:: Written problem ::
Edit the entries below by replacing "central fountain" with "main fountain" and keeping every other line unchanged. Leave the pictures out of your answer.

--- start Raw data ---

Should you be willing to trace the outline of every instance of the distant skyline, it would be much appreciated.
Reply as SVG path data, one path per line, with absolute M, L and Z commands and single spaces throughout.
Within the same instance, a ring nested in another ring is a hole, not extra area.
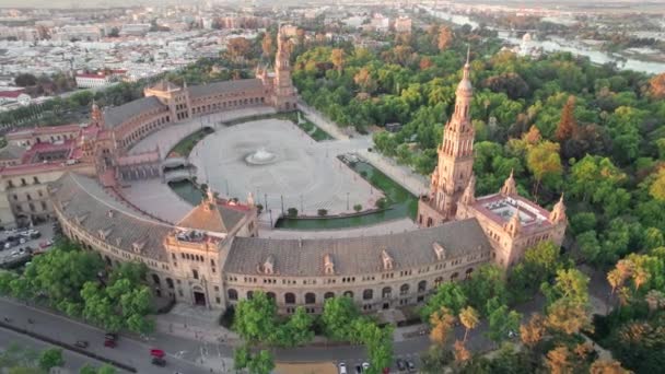
M 243 1 L 243 0 L 209 0 L 218 4 L 249 4 L 249 3 L 271 3 L 269 0 L 255 0 L 255 1 Z M 195 4 L 205 3 L 207 0 L 88 0 L 80 2 L 77 0 L 0 0 L 0 8 L 57 8 L 57 9 L 85 9 L 85 8 L 119 8 L 119 7 L 136 7 L 136 5 L 173 5 L 173 4 Z M 282 1 L 281 4 L 296 4 L 296 3 L 320 3 L 330 4 L 329 1 L 324 0 L 287 0 Z M 351 3 L 349 0 L 341 0 L 341 3 Z M 418 3 L 416 0 L 402 0 L 402 3 Z M 444 1 L 442 1 L 443 3 Z M 513 7 L 542 7 L 542 8 L 558 8 L 559 5 L 576 5 L 585 8 L 588 5 L 598 4 L 635 4 L 639 7 L 665 4 L 665 0 L 465 0 L 454 1 L 457 4 L 462 3 L 491 3 L 491 4 L 505 4 Z M 376 1 L 380 3 L 380 1 Z

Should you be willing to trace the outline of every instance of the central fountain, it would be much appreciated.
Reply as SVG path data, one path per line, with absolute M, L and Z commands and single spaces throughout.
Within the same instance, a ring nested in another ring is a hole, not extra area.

--- end Raw data ---

:: The completed task ::
Should you be willing to trace the outline of every instance of the distant skyline, it would be much appreciated.
Reply as SVG path data, one path per line, with absolute M, L and Z commands and single spaces throughout.
Within the same instance, a ring nested in another ring is a hole, not extra area.
M 243 1 L 243 0 L 209 0 L 218 4 L 249 4 L 249 3 L 271 3 L 269 0 L 255 0 L 255 1 Z M 195 4 L 205 3 L 207 0 L 88 0 L 80 2 L 77 0 L 0 0 L 0 8 L 57 8 L 57 9 L 85 9 L 85 8 L 119 8 L 119 7 L 136 7 L 136 5 L 173 5 L 173 4 Z M 282 1 L 281 4 L 296 4 L 296 3 L 320 3 L 330 4 L 329 1 L 324 0 L 287 0 Z M 351 3 L 349 0 L 341 0 L 341 3 Z M 418 3 L 416 0 L 402 0 L 402 3 Z M 444 1 L 442 1 L 443 3 Z M 513 7 L 542 7 L 542 8 L 558 8 L 559 5 L 576 5 L 585 8 L 588 5 L 598 4 L 635 4 L 639 7 L 665 4 L 665 0 L 465 0 L 454 1 L 457 4 L 462 3 L 491 3 L 491 4 L 505 4 Z M 376 1 L 380 3 L 380 1 Z

Should you be willing to trace the outline of every instance of the main fountain, it would be much appreciated.
Reply as SVG path data, one path per line, with absolute M, L and Z commands and single spaces throughout.
Within the same instance, a ring nested in another ring is a hole, not extra area.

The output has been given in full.